▶ _Instructions to follow_
Retype the entries below exactly, dropping the images.
The input Block Start
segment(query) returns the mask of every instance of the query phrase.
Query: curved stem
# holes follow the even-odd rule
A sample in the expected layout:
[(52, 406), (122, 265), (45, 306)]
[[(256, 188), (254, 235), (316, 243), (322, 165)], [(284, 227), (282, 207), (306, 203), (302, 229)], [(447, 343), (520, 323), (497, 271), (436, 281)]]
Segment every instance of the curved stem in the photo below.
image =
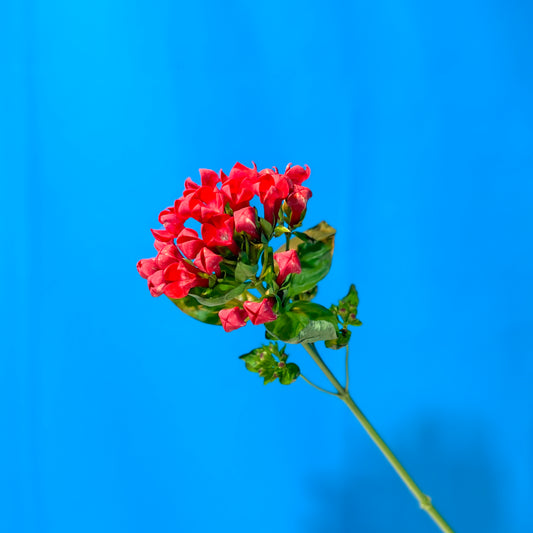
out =
[(418, 503), (420, 504), (420, 508), (429, 514), (429, 516), (433, 519), (433, 521), (437, 524), (437, 526), (439, 526), (441, 531), (443, 531), (444, 533), (453, 533), (452, 528), (448, 525), (446, 520), (444, 520), (441, 514), (437, 511), (437, 509), (435, 509), (435, 507), (431, 503), (431, 498), (420, 490), (418, 485), (414, 482), (413, 478), (407, 473), (407, 471), (402, 466), (400, 461), (398, 461), (396, 456), (392, 453), (392, 450), (387, 446), (385, 441), (379, 436), (378, 432), (374, 429), (374, 427), (369, 422), (369, 420), (366, 418), (366, 416), (363, 414), (361, 409), (359, 409), (357, 404), (354, 402), (353, 398), (350, 396), (348, 392), (348, 387), (346, 386), (346, 389), (342, 387), (342, 385), (339, 383), (337, 378), (333, 375), (333, 373), (328, 368), (326, 363), (320, 357), (320, 354), (318, 353), (315, 346), (313, 344), (305, 344), (305, 343), (302, 343), (302, 346), (305, 348), (307, 353), (309, 353), (309, 355), (313, 358), (315, 363), (320, 367), (322, 372), (324, 372), (324, 374), (329, 379), (331, 384), (335, 387), (335, 389), (338, 392), (336, 396), (339, 396), (339, 398), (348, 406), (348, 409), (350, 409), (350, 411), (355, 416), (355, 418), (357, 418), (357, 420), (363, 426), (363, 428), (368, 433), (370, 438), (374, 441), (376, 446), (380, 449), (381, 453), (383, 453), (383, 455), (389, 461), (389, 463), (394, 468), (396, 473), (400, 476), (402, 481), (407, 485), (407, 488), (411, 491), (413, 496), (418, 500)]
[(313, 383), (311, 380), (307, 379), (302, 373), (300, 373), (300, 377), (306, 382), (311, 385), (311, 387), (314, 387), (315, 389), (319, 390), (320, 392), (325, 392), (326, 394), (331, 394), (332, 396), (338, 396), (336, 392), (331, 392), (329, 390), (323, 389), (322, 387), (319, 387), (315, 383)]
[(344, 385), (344, 390), (348, 392), (348, 385), (350, 384), (350, 368), (348, 366), (348, 358), (350, 357), (350, 350), (348, 349), (349, 344), (346, 345), (346, 359), (344, 361), (345, 374), (346, 374), (346, 385)]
The input Block End
▶ _Result for this exercise_
segment(query) returns the mask of every instance of the query phrase.
Query: curved stem
# holes follow the even-odd rule
A sample in the expected layout:
[(52, 406), (122, 265), (45, 306)]
[[(256, 188), (254, 235), (316, 243), (322, 165)], [(284, 227), (282, 207), (306, 203), (302, 229)], [(447, 343), (520, 323), (497, 271), (436, 281)]]
Segment every instance of the curved stem in the photo below.
image =
out =
[(418, 503), (420, 504), (420, 508), (429, 514), (429, 516), (433, 519), (433, 521), (437, 524), (437, 526), (439, 526), (441, 531), (443, 531), (444, 533), (453, 533), (452, 528), (448, 525), (446, 520), (444, 520), (441, 514), (437, 511), (437, 509), (435, 509), (435, 507), (431, 503), (431, 498), (420, 490), (418, 485), (414, 482), (413, 478), (407, 473), (407, 471), (402, 466), (400, 461), (398, 461), (396, 456), (392, 453), (392, 450), (387, 446), (385, 441), (379, 436), (378, 432), (374, 429), (374, 427), (369, 422), (369, 420), (366, 418), (366, 416), (363, 414), (361, 409), (359, 409), (357, 404), (354, 402), (353, 398), (350, 396), (348, 392), (348, 387), (346, 386), (346, 389), (342, 387), (342, 385), (339, 383), (337, 378), (333, 375), (333, 373), (328, 368), (326, 363), (320, 357), (320, 354), (318, 353), (315, 346), (313, 344), (305, 344), (305, 343), (302, 343), (302, 346), (305, 348), (307, 353), (309, 353), (309, 355), (313, 358), (315, 363), (320, 367), (322, 372), (324, 372), (324, 374), (329, 379), (331, 384), (335, 387), (335, 389), (338, 392), (336, 396), (339, 396), (339, 398), (348, 406), (348, 409), (350, 409), (350, 411), (355, 416), (355, 418), (357, 418), (357, 420), (363, 426), (363, 428), (368, 433), (370, 438), (374, 441), (376, 446), (380, 449), (381, 453), (383, 453), (383, 455), (389, 461), (389, 463), (394, 468), (396, 473), (400, 476), (402, 481), (407, 485), (407, 488), (411, 491), (413, 496), (418, 500)]
[(313, 383), (311, 380), (307, 379), (302, 373), (300, 373), (300, 377), (306, 382), (311, 385), (311, 387), (314, 387), (315, 389), (319, 390), (320, 392), (325, 392), (326, 394), (331, 394), (332, 396), (338, 396), (336, 392), (331, 392), (329, 390), (323, 389), (322, 387), (319, 387), (315, 383)]
[(344, 385), (344, 390), (348, 392), (348, 385), (350, 384), (350, 368), (348, 366), (348, 358), (350, 357), (350, 350), (348, 349), (349, 344), (346, 345), (346, 359), (344, 361), (345, 374), (346, 374), (346, 385)]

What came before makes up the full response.